> _Work required_
Every line below that includes the word "flower" needs to be copied.
○ ○ ○ ○ ○ ○ ○
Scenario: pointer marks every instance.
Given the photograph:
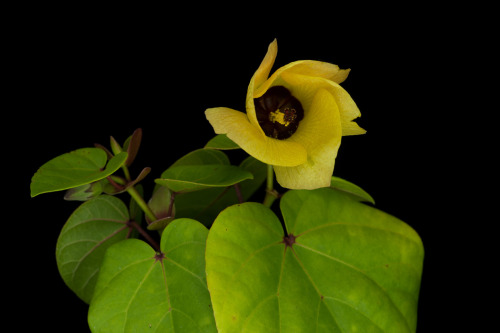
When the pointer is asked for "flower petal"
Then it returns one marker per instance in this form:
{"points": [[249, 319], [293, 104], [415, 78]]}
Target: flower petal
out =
○ ○ ○ ○ ○ ○ ○
> _Response below_
When the pointer is asked for "flower petal"
Target: flower petal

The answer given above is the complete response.